*Texto*:
Andrés Barba | Carmen Cáceres
Un año con los ojos cerrados. Retrato involuntario de una pareja dormida
Papeles Mínimos
90 páginas
«Se dice dormir juntos, pero no es cierto», asegura Patricia, interpretada por Jean Seberg, en Al final de la escapada (Godard, 1968). Poco importa con quién compartamos la cama, soñar es un acto solitario que implica un viaje por nuestro subconsciente, una experiencia sensorial rodeada por la bruma del misterio. Esa evasión enigmática es uno de los temas que vertebran Un año con los ojos cerrados. Retrato involuntario de una pareja dormida, publicado por Papeles Mínimos, una obra onírica que compila los sueños de Carmen M. Cáceres y Andrés Barba, y que arranca con dos textos introductorios, uno más reflexivo y otro más confesional, de esta pareja de escritores.
Desde septiembre de 2014 y hasta agosto de 2015, Barba y Cáceres jugaron a enviarse postales con sus sueños. El objetivo, según cuentan en este artefacto literario que también recoge varias postales collages intervenidas por Cáceres, no era tanto desentrañar los posibles traumas, sino conocerse a través de sus relatos oníricos: cuando empezaron con este pasatiempo epistolar, hacía dos años que el autor de República luminosa y la ensayista de Al borde de la boca se habían encontrado en Buenos Aires (donde vivía Cáceres), y hacía poco que se habían mudado a Madrid, por lo que ansiaban obtener cualquier detalle que desentrañara el carácter del otro: «Este libro podría correr el riesgo de convertirse en el relato no pedido e insidioso de un sueño ajeno, si no fuera porque es también (o lo es por encima de todo) la historia de dos personas que intentan conocerse a través de sus sueños», confiesa Barba en Abrir los ojos bajo el agua, texto que precede el diario de sueños. Esta aventura íntima sobre la complicidad de dos amantes que comparten profesión es asimismo un retrato interior que explora las posibilidades de la pareja como tándem; la cita que lo inaugura es de Silvina Ocampo y Adolfo Bioy Casares, otro monstruo de dos cabezas llamado pareja que también firmó un libro conjunto, Los que aman odian.

*Tareas propuestas*:
A - ¿Puedes extraer de la reseña sobre Un año con los ojos cerrados el fragmento que empieza con las palabras que contienen «Andrés Barba |» y termina con «pareja de escritores.»?
B - ¿Cómo resumirías de forma más breve el párrafo de la reseña sobre Un año con los ojos cerrados que comienza con «Desde septiembre de 2014», conservando sus datos principales?
C - ¿Podrías continuar la reseña sobre Un año con los ojos cerrados a partir de su última oración?

*Material de partida*:

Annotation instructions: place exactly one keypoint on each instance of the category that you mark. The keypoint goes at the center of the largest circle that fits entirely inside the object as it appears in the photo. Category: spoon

*Respuestas por tarea*:
A -
Andrés Barba | Carmen Cáceres
Un año con los ojos cerrados. Retrato involuntario de una pareja dormida
Papeles Mínimos
90 páginas
«Se dice dormir juntos, pero no es cierto», asegura Patricia, interpretada por Jean Seberg, en Al final de la escapada (Godard, 1968). Poco importa con quién compartamos la cama, soñar es un acto solitario que implica un viaje por nuestro subconsciente, una experiencia sensorial rodeada por la bruma del misterio. Esa evasión enigmática es uno de los temas que vertebran Un año con los ojos cerrados. Retrato involuntario de una pareja dormida, publicado por Papeles Mínimos, una obra onírica que compila los sueños de Carmen M. Cáceres y Andrés Barba, y que arranca con dos textos introductorios, uno más reflexivo y otro más confesional, de esta pareja de escritores.

B - Entre septiembre de 2014 y agosto de 2015, Barba y Cáceres se enviaron postales con sus sueños. Según cuentan en el libro, que también incluye varias postales collage intervenidas por Cáceres, no buscaban tanto desentrañar traumas como conocerse a través de esos relatos. Se habían encontrado dos años antes en Buenos Aires, donde vivía Cáceres, y hacía poco que se habían mudado a Madrid. En «Abrir los ojos bajo el agua», texto que precede al diario de sueños, Barba afirma que el libro es ante todo la historia de dos personas que intentan conocerse a través de sus sueños. La obra explora además la pareja como tándem y se abre con una cita de Silvina Ocampo y Adolfo Bioy Casares, otra pareja que firmó un libro conjunto, Los que aman odian.

C -
La masa ensoñadora que nos legan es un material arqueológico en el que no solo reconocemos a los soñadores, sino a la humanidad, porque como escribió Shakespeare, «estamos hechos de la misma materia que los sueños». Junto a las obsesiones personales –los guardapolvos y la casa de infancia de Cáceres; los bebés y los festivales literarios de Andrés–, conviven temas universales como la muerte, los celos o el miedo al fracaso. No es difícil identificarse con su imaginería, como si en nosotros operara una catarsis redentora. Una extraña sensación de familiaridad nos envuelve, ¿cómo asegurar que sus sueños no son los nuestros si los hemos olvidado? Soñamos solos, pero ¿acaso no es soñar un acto colectivo? Según el hinduismo, no solo nosotros, sino el universo entero vive en el sueño de Brahma o como apunta, de la mano de Jung, Cáceres en su ensayo introductorio, Conjetura para una protección de los sueños, los elementos del sueño son arquetipos que representan «la manifestación simbólica de patrones universales: la masa atávica de nuestro inconsciente colectivo». Estos arcanos mundos del subconsciente abren la puerta hacia el infinito ya que son «un estado en el que es posible realizar viajes hacia otros planos de la conciencia», como asegura Cáceres cuando cita El arte de ensoñar de Carlos Castaneda.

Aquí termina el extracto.